▽

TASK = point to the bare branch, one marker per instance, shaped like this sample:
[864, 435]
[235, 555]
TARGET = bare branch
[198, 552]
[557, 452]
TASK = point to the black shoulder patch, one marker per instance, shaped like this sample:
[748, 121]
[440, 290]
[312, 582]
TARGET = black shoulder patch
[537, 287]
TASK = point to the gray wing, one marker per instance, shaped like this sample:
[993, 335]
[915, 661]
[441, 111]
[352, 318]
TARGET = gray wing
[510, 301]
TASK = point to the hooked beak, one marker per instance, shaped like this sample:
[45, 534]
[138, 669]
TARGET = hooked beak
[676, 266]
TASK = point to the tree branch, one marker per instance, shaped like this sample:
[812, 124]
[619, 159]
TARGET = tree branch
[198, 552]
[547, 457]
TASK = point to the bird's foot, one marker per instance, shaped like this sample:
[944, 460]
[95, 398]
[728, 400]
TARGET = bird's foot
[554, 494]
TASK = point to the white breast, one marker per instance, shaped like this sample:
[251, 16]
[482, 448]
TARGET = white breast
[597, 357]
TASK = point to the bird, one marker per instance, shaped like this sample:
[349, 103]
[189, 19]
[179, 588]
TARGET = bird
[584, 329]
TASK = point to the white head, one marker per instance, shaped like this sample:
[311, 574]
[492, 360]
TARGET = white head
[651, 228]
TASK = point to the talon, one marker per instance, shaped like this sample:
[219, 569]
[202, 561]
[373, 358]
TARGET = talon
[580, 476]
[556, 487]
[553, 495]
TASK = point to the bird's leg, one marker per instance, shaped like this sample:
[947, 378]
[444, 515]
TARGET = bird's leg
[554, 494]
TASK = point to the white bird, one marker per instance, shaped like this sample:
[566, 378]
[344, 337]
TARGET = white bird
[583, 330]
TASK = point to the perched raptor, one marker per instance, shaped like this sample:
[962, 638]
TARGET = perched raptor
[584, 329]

△

AIM OF THE TASK
Exactly the lines from the one containing "TASK = point to the bird's leg, one" through the end of the listing should be reproduced, both ends included and nothing more.

RESULT
TASK = point to the bird's leg, one marker per instance, shaped like this sample:
[947, 378]
[444, 515]
TARGET = bird's leg
[554, 494]
TASK = point to the white bird, one marker per instance, shaped like this sample:
[566, 378]
[344, 337]
TARGET = white bird
[583, 330]
TASK = point to the perched raptor, one marker per instance, shaped like this sample:
[962, 638]
TARGET = perched raptor
[584, 329]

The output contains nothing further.